- _PROMPT_
Which lines in the material below contain the string "fence", matching case? Copy each of those lines in full.

- _INFORMATION SUPPLIED_
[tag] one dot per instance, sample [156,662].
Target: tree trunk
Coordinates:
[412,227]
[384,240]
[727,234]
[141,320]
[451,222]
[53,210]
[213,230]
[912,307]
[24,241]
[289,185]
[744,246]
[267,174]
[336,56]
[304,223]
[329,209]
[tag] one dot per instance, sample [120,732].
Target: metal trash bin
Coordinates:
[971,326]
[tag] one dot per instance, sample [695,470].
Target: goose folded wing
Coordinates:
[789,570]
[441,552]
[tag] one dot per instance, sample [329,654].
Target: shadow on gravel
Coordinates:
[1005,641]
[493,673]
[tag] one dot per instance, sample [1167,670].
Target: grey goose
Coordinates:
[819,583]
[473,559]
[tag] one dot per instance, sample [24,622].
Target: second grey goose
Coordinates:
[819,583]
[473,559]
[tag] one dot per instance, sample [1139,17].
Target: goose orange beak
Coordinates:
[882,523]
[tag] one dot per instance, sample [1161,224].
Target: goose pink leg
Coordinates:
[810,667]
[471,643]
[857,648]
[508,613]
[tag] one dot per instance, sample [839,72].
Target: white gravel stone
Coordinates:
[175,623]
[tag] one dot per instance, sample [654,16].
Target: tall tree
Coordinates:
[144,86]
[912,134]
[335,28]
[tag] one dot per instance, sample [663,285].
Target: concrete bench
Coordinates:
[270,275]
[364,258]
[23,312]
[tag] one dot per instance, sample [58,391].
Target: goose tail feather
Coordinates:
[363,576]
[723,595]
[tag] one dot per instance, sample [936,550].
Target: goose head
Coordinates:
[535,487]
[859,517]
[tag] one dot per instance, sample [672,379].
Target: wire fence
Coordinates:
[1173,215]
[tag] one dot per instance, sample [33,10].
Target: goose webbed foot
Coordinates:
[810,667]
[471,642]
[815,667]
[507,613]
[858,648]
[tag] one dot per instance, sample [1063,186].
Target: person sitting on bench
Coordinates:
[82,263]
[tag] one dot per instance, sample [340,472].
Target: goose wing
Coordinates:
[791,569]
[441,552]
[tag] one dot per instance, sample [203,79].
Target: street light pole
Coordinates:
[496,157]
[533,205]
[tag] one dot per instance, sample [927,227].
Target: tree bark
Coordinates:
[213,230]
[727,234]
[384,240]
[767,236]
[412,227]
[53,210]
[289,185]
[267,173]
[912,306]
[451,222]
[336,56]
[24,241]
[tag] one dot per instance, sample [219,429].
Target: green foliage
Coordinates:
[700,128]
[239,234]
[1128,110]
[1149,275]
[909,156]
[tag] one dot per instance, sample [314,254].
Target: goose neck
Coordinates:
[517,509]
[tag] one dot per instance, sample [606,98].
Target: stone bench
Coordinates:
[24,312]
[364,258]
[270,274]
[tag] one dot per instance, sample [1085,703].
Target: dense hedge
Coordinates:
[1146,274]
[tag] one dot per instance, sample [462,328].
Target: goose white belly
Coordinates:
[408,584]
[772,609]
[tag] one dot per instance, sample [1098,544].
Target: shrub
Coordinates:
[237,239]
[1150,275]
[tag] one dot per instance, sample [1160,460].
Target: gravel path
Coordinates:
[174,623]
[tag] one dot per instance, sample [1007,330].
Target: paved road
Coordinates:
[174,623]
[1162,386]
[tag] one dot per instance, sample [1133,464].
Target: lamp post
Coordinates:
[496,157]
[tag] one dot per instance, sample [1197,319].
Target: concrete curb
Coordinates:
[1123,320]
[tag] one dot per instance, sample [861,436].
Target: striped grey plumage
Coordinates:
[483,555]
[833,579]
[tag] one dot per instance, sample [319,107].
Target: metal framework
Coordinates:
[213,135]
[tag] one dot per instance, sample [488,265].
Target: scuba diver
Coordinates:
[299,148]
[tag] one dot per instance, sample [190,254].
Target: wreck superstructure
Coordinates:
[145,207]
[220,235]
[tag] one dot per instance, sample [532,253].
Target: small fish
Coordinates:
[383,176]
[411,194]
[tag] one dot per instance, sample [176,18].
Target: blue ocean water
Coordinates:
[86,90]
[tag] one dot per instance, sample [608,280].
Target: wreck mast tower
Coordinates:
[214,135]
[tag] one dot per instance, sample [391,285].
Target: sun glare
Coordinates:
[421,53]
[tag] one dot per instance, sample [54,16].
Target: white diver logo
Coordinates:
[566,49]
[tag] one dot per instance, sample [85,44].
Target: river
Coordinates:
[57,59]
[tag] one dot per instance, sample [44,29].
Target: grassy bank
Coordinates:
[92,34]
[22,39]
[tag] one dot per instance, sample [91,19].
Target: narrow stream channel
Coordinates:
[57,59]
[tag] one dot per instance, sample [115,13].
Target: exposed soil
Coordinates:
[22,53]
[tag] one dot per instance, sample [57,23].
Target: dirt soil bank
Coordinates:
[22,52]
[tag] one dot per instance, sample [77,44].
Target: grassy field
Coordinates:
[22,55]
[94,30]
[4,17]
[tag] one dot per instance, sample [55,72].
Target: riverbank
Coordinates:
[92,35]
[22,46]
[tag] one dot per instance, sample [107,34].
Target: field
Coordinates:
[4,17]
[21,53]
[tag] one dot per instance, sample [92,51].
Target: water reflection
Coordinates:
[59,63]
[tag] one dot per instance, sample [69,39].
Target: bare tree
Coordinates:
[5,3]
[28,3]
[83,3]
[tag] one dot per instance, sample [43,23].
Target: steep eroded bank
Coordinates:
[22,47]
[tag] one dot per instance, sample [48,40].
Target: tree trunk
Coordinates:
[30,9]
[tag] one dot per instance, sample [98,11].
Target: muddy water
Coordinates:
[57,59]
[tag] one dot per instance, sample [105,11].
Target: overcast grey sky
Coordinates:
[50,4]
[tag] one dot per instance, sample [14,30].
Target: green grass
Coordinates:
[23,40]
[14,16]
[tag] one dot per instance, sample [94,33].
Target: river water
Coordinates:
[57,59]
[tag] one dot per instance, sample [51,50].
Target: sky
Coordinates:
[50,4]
==
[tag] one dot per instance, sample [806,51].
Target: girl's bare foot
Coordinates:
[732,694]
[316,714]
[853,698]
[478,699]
...
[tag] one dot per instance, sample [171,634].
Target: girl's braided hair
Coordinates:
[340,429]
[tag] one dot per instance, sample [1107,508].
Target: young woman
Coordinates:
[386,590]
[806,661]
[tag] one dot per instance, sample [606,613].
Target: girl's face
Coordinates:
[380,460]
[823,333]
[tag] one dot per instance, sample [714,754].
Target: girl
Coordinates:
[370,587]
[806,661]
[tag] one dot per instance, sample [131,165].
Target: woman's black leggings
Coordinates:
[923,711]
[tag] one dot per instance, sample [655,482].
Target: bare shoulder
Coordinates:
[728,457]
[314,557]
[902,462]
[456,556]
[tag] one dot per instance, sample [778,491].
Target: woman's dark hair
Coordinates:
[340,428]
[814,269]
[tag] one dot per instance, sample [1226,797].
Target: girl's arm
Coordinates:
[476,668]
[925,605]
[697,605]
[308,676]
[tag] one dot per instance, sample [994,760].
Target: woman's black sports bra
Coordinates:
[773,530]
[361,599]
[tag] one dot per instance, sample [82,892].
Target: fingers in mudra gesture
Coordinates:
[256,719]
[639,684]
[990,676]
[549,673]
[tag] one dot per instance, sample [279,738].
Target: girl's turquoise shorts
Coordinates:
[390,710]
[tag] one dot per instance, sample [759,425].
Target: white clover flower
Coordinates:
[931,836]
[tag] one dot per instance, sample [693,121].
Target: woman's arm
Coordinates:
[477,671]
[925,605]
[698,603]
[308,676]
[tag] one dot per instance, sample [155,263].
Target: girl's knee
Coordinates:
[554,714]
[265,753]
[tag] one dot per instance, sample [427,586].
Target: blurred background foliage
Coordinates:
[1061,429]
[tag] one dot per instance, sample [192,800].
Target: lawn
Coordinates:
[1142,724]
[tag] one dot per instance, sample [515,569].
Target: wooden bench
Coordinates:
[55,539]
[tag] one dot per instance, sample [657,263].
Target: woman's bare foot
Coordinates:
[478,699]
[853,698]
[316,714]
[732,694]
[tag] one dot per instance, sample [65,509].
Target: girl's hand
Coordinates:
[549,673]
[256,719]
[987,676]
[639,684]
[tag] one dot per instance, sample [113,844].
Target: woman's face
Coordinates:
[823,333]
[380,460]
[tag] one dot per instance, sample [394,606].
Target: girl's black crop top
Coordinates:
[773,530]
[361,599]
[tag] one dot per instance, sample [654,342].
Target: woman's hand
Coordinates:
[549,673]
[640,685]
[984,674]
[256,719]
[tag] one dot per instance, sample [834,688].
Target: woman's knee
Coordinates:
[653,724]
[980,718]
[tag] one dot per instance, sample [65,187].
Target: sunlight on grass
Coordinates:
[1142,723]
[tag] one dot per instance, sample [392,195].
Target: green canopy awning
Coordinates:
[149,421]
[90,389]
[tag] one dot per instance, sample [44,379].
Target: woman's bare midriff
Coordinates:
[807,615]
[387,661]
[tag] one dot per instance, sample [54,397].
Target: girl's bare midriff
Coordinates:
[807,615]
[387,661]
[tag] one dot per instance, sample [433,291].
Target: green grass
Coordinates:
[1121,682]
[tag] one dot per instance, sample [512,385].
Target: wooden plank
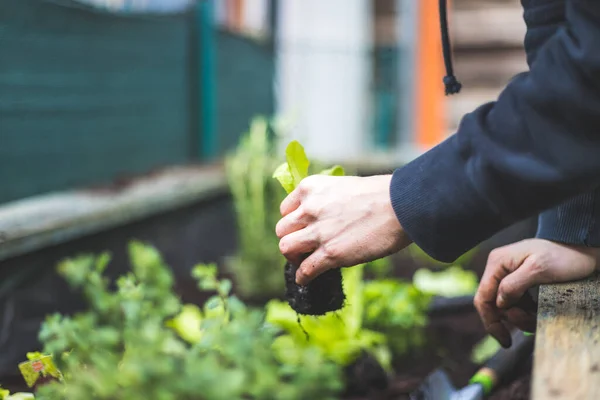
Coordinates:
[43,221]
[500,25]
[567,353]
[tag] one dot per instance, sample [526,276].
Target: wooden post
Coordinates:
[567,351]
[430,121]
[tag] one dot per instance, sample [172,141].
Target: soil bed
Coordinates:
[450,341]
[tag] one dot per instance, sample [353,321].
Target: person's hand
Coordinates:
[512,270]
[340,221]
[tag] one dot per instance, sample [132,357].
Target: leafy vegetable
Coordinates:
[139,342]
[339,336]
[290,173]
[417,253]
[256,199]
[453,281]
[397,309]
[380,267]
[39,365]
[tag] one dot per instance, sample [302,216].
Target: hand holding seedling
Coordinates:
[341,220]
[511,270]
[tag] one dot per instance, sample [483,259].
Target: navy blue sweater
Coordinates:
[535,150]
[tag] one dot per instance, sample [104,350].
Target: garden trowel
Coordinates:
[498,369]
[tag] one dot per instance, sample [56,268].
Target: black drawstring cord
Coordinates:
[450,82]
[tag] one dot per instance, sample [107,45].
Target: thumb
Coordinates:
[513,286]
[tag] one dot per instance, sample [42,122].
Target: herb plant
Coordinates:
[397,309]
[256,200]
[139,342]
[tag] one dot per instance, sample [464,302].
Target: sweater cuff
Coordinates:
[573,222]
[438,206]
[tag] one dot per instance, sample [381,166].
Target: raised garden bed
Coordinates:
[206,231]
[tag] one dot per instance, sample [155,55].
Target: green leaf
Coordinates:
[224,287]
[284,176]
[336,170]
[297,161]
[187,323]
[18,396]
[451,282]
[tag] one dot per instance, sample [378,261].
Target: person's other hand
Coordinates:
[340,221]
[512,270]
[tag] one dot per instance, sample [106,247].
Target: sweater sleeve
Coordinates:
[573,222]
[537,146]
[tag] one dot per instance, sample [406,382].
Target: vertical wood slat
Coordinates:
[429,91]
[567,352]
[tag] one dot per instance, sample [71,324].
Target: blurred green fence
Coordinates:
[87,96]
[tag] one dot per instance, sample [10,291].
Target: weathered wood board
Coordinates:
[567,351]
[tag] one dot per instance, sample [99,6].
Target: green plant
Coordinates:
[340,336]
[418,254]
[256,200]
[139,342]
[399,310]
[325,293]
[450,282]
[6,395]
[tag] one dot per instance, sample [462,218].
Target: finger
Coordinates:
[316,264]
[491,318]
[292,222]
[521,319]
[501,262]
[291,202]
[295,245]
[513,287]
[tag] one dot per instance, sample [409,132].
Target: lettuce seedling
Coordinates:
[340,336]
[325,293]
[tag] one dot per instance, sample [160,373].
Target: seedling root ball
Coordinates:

- _THE SOLUTION_
Target: wire fence
Target: blurred green fence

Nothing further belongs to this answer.